Problem description: Quote the entries in full, character for character, without their images.

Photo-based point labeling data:

*-*-*

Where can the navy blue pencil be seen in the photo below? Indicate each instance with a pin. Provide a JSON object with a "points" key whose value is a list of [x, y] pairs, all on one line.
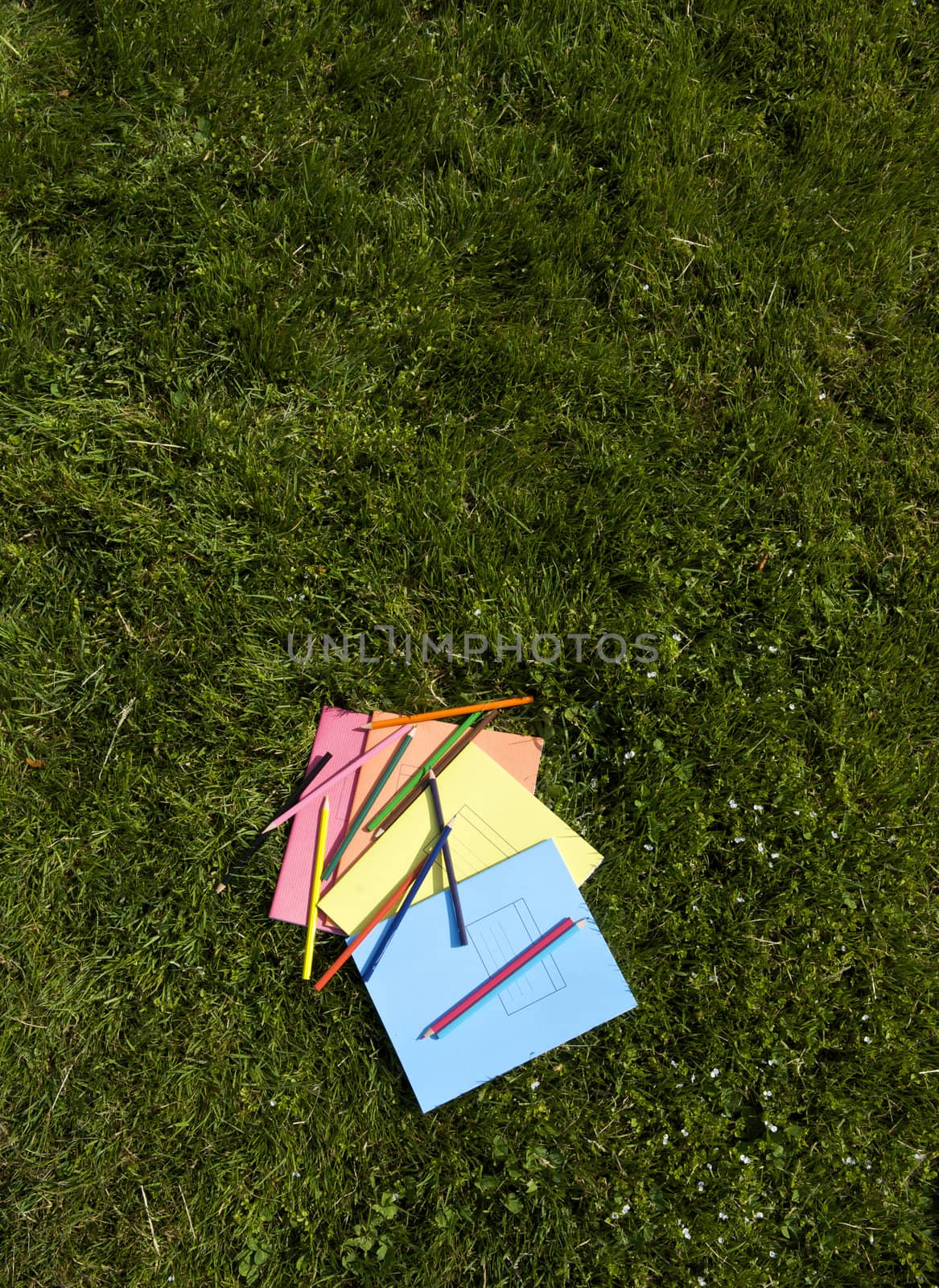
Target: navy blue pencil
{"points": [[409, 899], [448, 862]]}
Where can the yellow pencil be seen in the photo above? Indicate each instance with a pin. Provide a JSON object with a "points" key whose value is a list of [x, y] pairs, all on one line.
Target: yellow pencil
{"points": [[315, 886], [450, 712]]}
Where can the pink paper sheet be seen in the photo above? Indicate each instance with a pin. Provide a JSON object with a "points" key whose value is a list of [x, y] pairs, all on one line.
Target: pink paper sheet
{"points": [[343, 734], [518, 753]]}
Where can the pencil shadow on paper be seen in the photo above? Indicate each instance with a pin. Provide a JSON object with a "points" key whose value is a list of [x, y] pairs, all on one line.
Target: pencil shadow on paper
{"points": [[501, 935]]}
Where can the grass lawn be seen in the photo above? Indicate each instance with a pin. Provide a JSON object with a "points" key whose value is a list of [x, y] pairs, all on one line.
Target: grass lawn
{"points": [[523, 319]]}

*-*-*

Answer to the problem:
Where can the navy blue pencil be seen in the photo below? Indicate each instance with a pin. Provide a JSON object with a "points" key whose value is a list of [x, y] pairs, all on one line.
Target: navy blue pencil
{"points": [[409, 899], [448, 862]]}
Where can the yellow pencil be seen in the photo above? Indicate each instance with a pin. Provide a JSON object with a "points" key whose value is a list of [x, y] pairs, all on one line.
Target: yellow pencil
{"points": [[315, 886], [450, 712]]}
Where can the pink paper sheet be seen in the photo above? Indicate each instance with a pin. Provide a JSON object with a "points" key whose value is a list of [x, y] pairs, all on one line.
Target: pink paper sheet
{"points": [[343, 734], [518, 753]]}
Where can the pencil shadow on paper be seen in the photo above? Indicate each instance with a pin. Provide a JSON object with a "points" key whose value is a list of [x, y] pairs, all on one line.
Target: pencil shadow on paper
{"points": [[501, 935]]}
Where can the grass lawn be seen in the photo above? Indicate each instance with a pin. Provide a JSON object with a "points" key whose value is a list of [x, y] pairs, all on one line.
Target: grass lawn
{"points": [[523, 319]]}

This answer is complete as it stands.